### SELECTION
If you have a very slow uplink shared by several subscribers, the operator of the intercepting caching proxy can act as an automated CA. Then each subscriber can add this CA as a trusted root CA. This increases the number of people who can view or alter the communication from two (the endpoints) to three (the endpoints and the proxy), but that’s still far fewer than every single router between the endpoints, which was the case under cleartext HTTP.


DANE also relies on a centralized component: the DNS root servers. Adoption of DANE has been lagging for two reasons.

  1. DANE relies on DNSSEC, whose public key is only 1024 bits. This short key length is the primary reason why Chrome doesn’t come with DANE support.
  2. Some domain registrars that bundle DNS service have decided to treat DNSSEC as an upsell, making it available only to subscribers to “premium DNS”. GoDaddy falls (or fell?) into this category.


You mentioned one recurring cost in the article.

Without that required cash each year, without the SSL certificate that you must re-purchase every year in perpetuity – you can’t encrypt anything.

### EXERCISE OBJECTIVE
Answer these questions about the passage above:
1. When a very slow uplink is shared by several subscribers, who can act as an automated CA?
2. How many bits long is the public key used by DNSSEC?
3. According to the last paragraph, what must be re-purchased every year?

### DATASET SECTION
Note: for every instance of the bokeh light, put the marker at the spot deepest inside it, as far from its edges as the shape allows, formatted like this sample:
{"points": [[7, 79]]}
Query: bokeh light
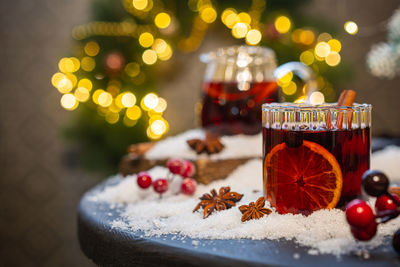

### WRITTEN ANSWER
1. The operator of the intercepting caching proxy.
2. 1024 bits.
3. The SSL certificate.